▶ **Page**:

== == ==

Roméo et Juliette ou la mort des fins heureuses
Ils vécurent heureux et eurent beaucoup d’enfants… Vous y croyez vous ?
Les histoires d’amour finissent mal en général. Ce genre d’assertion passe aujourd’hui pour des vérités absolues. Et pour cause, quand on ne s’arrête pas aux naïfs contes de fée et autres Disney empreints de poésie pralinée, on se rend compte que toute la culture occidentale, que ce soit livres, médias, films ou chansons, ne nous conte que les déboires d’amoureux torturés et la complexité de situations tortueuses.
Des Beatles, Jacques Brel aux tragédies antiques (Phèdre ou Bérénice de Racine) aux drames plus ou moins modernes (Thérèse Raquin de Zola ou Le diable au corps de Radiguet) en passant par Shakespeare (est-il utile de rappeler Roméo et Juliette ?), John Green (Nos étoiles contraires, best-seller et film à succès de l’année) et Cameron avec Titanic, la constante est l’engouement universel pour les histoires d’amour contrarié ou impossible, peu importe l’époque, le lieu, le style, la tranche d’âge ou le sexe des personnages ( ce n’est pas une question de sensibilité féminine, ces messieurs sont autant intéressés que nous. )

== == ==

▶ **Extrait de données**:

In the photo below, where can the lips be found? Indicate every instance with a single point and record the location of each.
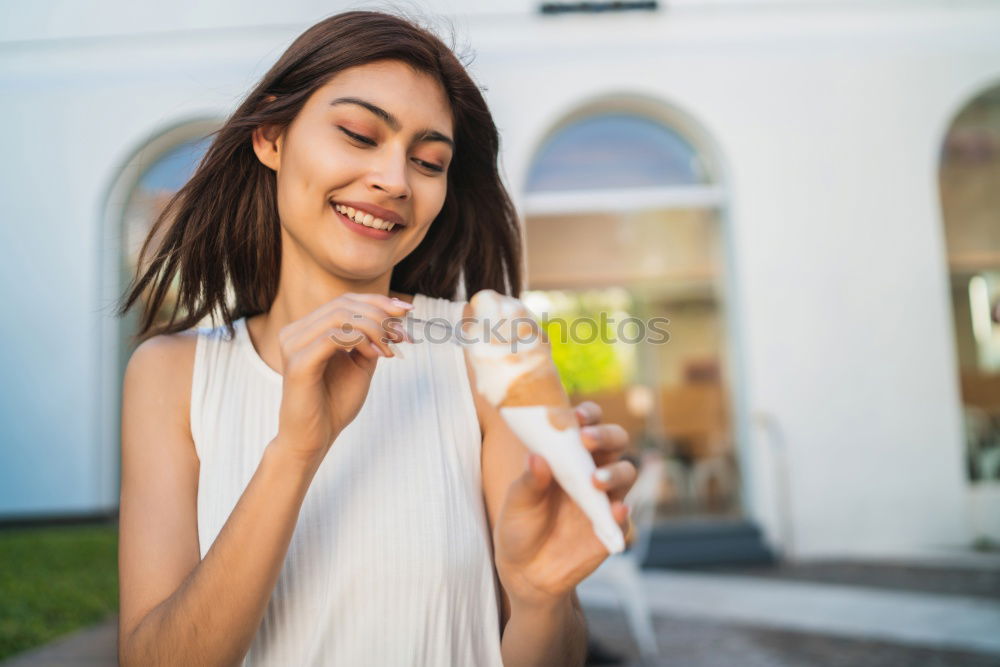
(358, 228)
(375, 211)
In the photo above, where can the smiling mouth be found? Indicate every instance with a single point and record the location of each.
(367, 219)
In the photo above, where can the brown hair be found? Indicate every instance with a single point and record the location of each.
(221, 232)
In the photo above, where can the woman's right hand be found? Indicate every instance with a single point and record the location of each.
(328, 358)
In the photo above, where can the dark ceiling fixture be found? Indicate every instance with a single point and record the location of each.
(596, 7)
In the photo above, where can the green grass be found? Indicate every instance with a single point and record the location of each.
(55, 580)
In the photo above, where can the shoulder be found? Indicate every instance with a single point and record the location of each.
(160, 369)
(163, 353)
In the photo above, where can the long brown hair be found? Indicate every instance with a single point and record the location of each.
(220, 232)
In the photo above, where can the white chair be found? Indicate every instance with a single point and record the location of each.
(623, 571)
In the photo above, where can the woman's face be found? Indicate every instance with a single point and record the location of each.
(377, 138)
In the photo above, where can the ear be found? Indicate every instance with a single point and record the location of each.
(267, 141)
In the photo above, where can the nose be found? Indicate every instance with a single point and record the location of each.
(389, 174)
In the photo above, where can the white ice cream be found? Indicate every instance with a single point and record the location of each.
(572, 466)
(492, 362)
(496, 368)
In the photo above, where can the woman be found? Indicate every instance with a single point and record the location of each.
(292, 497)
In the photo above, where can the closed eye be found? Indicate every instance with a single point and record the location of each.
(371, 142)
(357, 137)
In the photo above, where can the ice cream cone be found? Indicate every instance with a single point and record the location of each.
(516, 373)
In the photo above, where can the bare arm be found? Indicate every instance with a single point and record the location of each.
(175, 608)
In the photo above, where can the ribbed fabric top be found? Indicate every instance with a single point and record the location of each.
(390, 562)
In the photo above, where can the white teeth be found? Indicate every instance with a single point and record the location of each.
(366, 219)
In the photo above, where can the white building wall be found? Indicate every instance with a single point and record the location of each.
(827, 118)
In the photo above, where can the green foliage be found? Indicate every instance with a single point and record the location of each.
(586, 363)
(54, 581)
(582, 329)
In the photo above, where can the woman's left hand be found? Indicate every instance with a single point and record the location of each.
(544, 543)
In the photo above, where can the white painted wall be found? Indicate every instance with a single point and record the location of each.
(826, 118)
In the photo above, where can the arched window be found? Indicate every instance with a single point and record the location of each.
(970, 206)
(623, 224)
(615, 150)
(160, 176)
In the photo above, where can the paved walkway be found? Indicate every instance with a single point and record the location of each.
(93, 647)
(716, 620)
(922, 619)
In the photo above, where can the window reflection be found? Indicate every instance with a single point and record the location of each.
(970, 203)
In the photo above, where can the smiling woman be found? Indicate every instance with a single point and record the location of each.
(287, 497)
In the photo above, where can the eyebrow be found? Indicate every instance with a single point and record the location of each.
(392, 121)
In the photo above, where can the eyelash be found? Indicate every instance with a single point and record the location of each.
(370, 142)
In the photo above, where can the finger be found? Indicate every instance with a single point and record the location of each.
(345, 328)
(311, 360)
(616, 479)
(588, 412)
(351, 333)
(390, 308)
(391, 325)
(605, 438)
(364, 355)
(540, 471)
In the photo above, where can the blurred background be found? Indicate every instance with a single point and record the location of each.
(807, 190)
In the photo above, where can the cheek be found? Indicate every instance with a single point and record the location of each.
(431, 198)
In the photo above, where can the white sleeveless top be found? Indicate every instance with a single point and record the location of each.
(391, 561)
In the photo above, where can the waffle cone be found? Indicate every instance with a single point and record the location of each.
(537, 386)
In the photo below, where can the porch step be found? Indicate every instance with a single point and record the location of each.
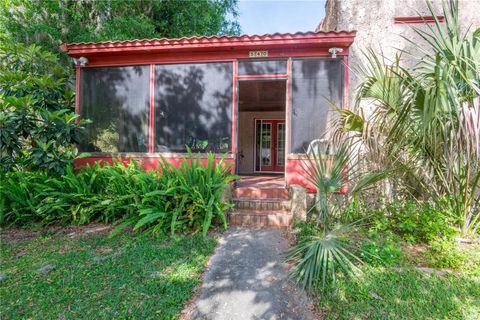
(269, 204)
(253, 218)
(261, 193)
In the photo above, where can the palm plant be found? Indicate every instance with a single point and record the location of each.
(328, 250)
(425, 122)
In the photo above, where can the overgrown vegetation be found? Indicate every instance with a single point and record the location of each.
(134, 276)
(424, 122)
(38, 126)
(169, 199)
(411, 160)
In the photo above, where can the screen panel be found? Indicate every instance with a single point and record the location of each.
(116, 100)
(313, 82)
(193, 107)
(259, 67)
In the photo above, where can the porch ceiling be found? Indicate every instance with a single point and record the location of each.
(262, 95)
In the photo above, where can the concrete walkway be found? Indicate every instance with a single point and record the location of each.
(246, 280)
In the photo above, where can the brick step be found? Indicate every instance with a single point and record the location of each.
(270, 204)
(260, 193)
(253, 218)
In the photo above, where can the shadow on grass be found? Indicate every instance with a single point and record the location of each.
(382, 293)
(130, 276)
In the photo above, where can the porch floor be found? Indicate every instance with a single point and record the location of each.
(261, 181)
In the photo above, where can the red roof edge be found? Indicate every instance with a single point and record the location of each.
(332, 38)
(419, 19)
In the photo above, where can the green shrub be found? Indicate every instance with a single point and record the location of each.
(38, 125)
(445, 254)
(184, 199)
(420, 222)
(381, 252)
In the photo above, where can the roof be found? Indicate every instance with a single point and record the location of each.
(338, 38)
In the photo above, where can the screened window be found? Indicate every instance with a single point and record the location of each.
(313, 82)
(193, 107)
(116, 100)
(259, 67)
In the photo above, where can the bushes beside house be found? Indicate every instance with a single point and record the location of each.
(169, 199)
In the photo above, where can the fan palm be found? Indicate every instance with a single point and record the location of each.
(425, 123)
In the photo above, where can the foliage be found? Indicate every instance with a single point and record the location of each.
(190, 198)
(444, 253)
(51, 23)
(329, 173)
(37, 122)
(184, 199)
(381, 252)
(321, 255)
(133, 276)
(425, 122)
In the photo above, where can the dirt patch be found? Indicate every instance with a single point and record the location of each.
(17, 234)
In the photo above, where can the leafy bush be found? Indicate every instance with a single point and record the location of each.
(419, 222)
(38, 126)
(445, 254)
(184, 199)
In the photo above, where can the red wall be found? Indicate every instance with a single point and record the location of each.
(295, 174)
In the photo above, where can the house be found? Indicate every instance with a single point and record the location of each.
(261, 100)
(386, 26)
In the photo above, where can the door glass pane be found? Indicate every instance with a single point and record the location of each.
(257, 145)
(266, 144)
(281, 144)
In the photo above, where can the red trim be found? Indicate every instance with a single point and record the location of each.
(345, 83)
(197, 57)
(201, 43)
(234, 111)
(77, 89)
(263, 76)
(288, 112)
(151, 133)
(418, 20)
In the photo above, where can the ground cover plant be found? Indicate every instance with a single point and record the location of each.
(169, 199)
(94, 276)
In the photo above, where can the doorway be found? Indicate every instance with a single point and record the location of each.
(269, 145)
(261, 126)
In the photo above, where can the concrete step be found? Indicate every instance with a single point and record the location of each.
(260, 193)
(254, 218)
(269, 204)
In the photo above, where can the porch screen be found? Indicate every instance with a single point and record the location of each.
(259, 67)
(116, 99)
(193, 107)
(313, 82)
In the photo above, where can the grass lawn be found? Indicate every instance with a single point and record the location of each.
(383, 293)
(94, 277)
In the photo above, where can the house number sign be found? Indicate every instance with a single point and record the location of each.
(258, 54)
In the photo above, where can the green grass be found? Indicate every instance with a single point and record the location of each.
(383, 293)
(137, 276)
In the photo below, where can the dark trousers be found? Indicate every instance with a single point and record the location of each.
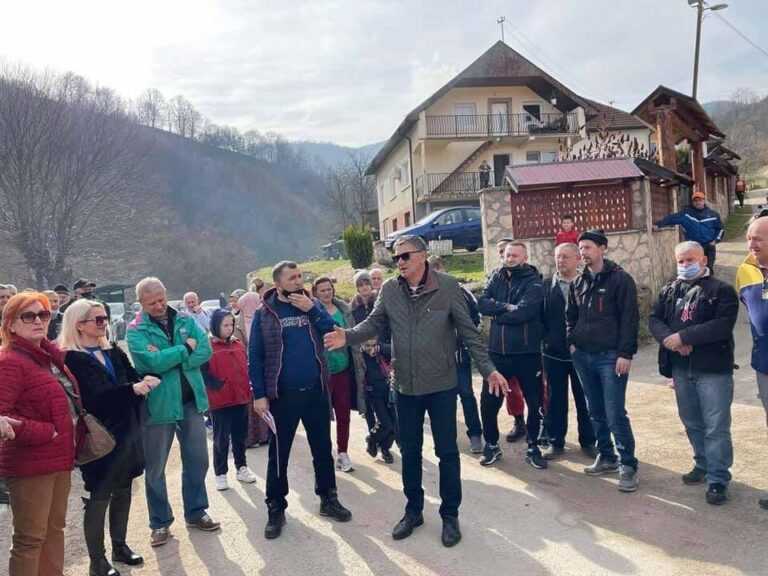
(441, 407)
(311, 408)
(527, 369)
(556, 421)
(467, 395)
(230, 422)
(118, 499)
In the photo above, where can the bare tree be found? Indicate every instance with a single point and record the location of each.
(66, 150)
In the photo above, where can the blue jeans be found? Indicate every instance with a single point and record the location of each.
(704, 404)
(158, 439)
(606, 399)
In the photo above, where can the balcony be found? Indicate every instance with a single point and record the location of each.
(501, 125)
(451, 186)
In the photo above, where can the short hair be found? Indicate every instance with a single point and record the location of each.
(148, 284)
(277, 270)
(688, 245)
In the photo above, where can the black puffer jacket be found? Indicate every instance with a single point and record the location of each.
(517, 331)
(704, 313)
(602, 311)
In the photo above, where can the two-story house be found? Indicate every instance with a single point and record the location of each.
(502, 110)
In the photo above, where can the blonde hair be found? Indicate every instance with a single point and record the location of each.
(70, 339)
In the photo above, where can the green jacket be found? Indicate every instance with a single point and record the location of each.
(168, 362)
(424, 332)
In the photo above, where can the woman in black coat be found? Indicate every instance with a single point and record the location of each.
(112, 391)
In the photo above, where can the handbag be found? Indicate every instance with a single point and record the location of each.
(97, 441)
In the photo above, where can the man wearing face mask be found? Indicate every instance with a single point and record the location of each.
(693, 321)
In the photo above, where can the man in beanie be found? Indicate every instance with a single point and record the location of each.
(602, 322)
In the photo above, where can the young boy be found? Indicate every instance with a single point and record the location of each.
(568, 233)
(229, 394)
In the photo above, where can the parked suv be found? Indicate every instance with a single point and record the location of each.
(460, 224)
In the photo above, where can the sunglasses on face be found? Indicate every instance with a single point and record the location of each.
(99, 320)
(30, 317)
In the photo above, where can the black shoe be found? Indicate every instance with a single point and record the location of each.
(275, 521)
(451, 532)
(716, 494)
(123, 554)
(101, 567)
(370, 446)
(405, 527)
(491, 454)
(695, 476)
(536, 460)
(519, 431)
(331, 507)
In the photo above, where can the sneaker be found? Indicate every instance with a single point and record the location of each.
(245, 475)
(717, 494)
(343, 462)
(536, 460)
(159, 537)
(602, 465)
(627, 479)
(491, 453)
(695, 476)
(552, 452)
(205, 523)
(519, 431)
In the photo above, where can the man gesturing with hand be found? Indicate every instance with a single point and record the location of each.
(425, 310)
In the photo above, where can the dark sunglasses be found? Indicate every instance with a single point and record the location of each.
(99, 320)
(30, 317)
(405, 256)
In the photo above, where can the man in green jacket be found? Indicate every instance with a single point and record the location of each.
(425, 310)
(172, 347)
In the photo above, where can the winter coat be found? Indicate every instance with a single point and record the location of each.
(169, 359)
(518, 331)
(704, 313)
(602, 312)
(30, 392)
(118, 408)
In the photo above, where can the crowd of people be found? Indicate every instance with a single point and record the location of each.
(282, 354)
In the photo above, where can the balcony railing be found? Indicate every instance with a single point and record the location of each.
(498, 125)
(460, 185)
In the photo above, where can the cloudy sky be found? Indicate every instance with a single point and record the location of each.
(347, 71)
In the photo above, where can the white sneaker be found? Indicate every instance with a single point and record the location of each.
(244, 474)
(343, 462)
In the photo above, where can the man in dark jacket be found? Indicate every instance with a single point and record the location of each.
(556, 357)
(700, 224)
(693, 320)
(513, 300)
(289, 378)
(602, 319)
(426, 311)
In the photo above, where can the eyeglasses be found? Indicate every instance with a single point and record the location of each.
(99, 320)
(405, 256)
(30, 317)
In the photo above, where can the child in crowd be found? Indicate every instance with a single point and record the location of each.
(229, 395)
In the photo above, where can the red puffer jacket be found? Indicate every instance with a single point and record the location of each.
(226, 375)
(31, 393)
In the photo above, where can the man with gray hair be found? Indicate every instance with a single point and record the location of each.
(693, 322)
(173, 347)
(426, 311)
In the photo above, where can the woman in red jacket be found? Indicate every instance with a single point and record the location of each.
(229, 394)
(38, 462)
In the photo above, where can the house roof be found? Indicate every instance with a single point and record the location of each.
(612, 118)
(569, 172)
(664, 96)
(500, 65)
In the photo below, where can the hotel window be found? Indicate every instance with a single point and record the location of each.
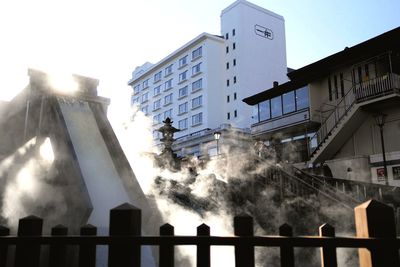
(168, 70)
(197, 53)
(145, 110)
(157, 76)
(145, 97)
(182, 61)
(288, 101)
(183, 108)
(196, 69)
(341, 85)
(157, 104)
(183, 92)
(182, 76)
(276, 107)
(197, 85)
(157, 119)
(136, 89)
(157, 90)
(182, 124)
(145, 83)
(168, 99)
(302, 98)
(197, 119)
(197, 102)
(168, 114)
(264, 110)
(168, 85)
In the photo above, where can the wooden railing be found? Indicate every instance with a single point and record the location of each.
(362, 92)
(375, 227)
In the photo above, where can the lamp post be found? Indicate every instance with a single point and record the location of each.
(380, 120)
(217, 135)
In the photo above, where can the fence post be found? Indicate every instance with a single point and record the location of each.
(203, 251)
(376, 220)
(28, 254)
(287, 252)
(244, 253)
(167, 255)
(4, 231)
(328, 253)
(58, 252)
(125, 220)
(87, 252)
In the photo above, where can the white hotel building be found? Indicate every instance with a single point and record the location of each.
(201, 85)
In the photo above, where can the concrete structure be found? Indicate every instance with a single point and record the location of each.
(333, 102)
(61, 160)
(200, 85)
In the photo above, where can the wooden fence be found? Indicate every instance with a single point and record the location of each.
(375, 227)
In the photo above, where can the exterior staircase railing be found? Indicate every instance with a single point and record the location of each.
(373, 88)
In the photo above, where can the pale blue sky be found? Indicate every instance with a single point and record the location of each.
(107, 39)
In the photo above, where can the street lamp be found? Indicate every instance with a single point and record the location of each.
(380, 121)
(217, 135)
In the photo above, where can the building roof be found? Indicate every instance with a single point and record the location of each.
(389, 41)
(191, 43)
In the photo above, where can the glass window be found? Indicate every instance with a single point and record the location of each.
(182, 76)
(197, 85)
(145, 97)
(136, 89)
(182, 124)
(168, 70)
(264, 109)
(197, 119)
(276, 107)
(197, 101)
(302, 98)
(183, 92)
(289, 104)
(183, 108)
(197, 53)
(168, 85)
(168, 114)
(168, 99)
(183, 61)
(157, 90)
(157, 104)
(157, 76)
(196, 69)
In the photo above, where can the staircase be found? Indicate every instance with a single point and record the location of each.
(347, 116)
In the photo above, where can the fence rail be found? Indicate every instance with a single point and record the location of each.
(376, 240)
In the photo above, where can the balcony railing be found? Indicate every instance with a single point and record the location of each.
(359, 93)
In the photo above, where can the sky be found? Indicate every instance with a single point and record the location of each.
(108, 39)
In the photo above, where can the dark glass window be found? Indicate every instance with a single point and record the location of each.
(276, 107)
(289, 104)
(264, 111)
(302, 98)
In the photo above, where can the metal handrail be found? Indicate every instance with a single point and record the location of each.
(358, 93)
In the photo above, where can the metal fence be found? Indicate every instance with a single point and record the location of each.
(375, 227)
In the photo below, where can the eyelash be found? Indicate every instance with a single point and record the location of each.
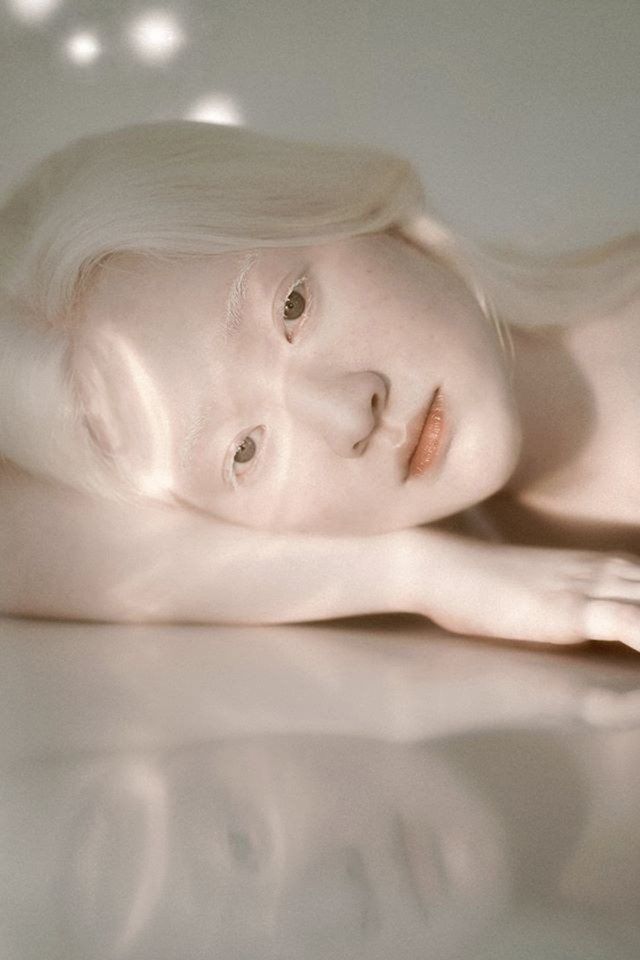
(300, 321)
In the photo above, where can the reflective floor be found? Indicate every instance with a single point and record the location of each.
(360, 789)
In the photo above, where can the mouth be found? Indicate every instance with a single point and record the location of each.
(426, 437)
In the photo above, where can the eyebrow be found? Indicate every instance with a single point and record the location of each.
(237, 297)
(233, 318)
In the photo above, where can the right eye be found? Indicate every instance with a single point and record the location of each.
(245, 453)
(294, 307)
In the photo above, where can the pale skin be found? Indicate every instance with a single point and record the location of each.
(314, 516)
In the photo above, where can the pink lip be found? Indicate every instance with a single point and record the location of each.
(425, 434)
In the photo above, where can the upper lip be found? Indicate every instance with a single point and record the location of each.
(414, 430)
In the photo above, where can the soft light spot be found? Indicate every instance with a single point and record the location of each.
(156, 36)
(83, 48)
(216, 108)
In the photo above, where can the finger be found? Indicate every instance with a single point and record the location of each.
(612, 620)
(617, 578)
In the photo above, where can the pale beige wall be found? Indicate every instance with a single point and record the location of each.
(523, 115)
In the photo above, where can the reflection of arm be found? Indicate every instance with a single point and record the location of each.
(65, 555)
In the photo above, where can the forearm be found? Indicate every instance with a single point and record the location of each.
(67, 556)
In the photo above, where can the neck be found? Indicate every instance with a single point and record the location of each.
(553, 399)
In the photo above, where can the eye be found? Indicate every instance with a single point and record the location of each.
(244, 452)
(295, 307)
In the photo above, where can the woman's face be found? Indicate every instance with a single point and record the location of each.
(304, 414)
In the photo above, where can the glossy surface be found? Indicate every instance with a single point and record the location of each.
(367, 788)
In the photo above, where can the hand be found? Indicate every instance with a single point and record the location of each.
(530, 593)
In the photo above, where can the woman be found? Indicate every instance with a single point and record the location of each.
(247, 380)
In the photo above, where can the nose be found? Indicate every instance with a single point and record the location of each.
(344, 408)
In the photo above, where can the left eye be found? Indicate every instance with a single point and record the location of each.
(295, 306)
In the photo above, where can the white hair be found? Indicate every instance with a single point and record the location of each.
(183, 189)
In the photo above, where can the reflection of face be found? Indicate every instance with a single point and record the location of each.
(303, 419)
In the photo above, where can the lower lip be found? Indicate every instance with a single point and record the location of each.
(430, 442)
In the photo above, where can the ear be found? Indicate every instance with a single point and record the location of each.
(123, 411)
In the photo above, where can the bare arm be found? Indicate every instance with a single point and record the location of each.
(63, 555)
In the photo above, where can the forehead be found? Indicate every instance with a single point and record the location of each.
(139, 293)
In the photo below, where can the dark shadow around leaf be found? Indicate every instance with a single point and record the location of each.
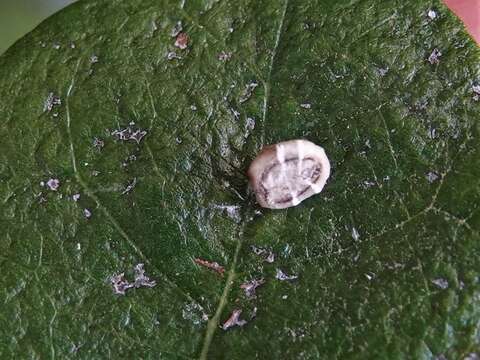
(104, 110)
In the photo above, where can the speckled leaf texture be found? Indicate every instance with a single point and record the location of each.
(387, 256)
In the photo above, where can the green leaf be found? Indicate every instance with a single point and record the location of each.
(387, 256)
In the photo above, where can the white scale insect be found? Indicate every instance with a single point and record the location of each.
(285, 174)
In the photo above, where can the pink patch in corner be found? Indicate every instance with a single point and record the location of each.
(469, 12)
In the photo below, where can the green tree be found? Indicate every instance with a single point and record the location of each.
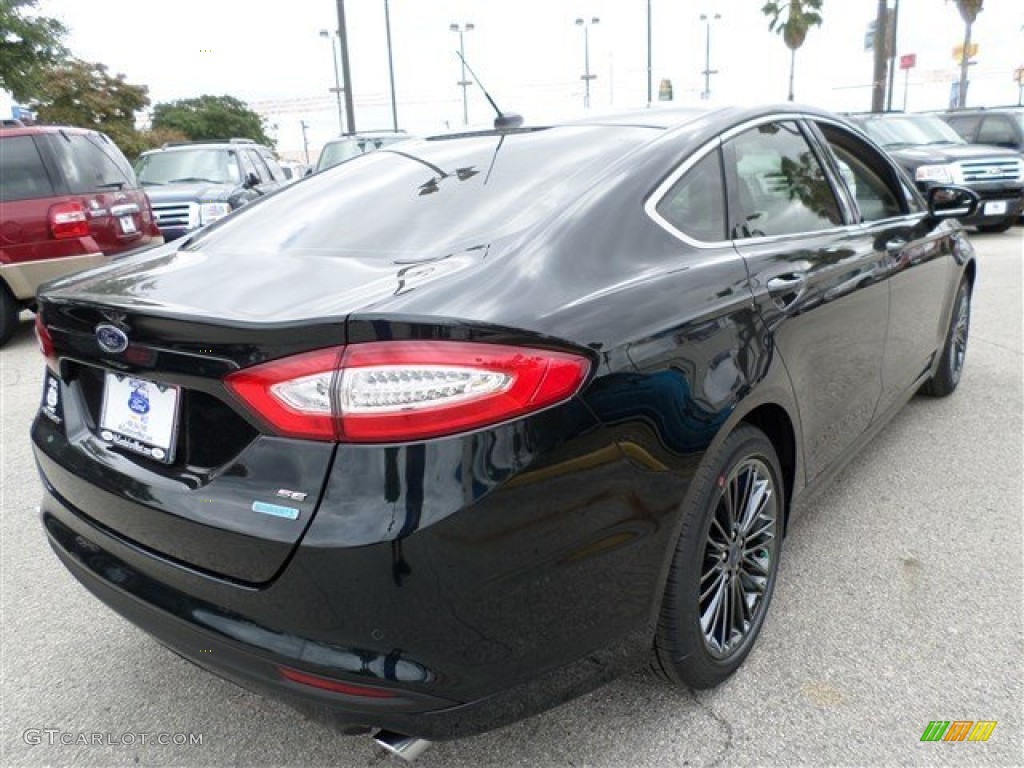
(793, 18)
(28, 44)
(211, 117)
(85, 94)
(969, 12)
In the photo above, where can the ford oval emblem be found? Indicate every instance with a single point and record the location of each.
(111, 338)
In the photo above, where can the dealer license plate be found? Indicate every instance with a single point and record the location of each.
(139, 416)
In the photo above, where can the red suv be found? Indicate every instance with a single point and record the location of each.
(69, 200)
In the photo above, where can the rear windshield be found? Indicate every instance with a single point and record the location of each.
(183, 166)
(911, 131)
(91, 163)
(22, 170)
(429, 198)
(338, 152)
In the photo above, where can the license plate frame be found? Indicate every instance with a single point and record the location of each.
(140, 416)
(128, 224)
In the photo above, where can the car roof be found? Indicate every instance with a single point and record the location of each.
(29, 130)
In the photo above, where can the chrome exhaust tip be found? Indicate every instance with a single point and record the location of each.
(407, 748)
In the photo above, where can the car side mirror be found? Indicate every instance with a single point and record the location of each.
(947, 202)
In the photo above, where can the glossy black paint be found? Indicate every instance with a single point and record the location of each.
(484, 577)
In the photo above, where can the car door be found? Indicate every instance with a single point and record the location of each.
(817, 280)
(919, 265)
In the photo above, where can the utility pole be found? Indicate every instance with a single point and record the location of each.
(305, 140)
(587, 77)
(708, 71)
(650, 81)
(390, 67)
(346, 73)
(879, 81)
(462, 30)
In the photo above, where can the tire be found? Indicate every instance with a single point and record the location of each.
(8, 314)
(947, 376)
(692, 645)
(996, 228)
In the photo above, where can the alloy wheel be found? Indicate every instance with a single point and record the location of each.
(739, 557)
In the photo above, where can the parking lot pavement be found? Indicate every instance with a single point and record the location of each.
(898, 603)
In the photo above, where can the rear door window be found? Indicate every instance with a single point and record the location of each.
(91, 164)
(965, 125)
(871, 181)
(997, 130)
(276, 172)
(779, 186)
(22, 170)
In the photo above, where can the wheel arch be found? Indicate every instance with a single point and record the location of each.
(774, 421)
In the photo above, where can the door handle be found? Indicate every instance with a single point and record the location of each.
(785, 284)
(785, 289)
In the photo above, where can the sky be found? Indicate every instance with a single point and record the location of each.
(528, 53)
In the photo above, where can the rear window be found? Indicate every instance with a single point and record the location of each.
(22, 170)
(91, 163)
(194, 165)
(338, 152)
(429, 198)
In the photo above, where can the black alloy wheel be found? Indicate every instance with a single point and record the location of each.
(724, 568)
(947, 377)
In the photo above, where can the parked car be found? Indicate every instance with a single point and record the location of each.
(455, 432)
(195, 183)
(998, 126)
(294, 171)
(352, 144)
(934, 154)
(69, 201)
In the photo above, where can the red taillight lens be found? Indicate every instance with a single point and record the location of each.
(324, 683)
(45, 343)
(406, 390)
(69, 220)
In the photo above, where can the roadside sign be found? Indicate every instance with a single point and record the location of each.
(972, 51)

== == ==

▶ **Consigne**: Rédigez la suite du texte sur les histoires d'amour qui finissent mal, en commençant juste après sa dernière phrase.

▶ **Réponse**:
Pourquoi tant de succès ? Le fait est que le bonheur est vite décrit, alors que le malheur revient par vagues de souffrance à chaque fois d’une intensité différente. Si on apprécie une histoire torturée c’est aussi parce qu’elle met des mots sur des sentiments personnels que l’on n’a jamais su décrire. On s’identifie. On y reconnaît telle ou telle situation qu’on aurait vécue. La souffrance est un sentiment complexe en soi, et l’amour encore plus : combinez les deux et vous vous retrouvez sur les terrains jamais assez explorés. Les situations d’amour et de souffrance ont fait naître les plus belles plumes de la littérature et les plus belles images du cinéma.
Serait-ce la fin des fins heureuses ? Pourtant, l’image que cela renvoie aux générations futures est assez désolante. A l’heure où le taux de divorce augmente plus chaque année, le cynisme et le réalisme terre à terre font tomber chaque papillon qui essaierait de vous retourner l’estomac. C’est pourtant normal que des enfants ayant souffert de la rupture brutale de leurs parents se retrouvent à déclarer avec conviction que l’amour ne dure pas toujours (et aussi entre autres : les hommes sont tous des connards et les femmes sont toutes sans coeur.)
Entre les gens qui ont connu et vécu des séparations déchirantes de leurs parents ou autres proches, et ceux, comme moi, qui n’ont jamais connu que l’amour parfait de leurs parents, et qui sont persuadés que la vie est un conte de fée, le fossé se creuse et les déceptions fusent de tous les côtés.
Il n’y a pas de façon juste d’appréhender l’amour.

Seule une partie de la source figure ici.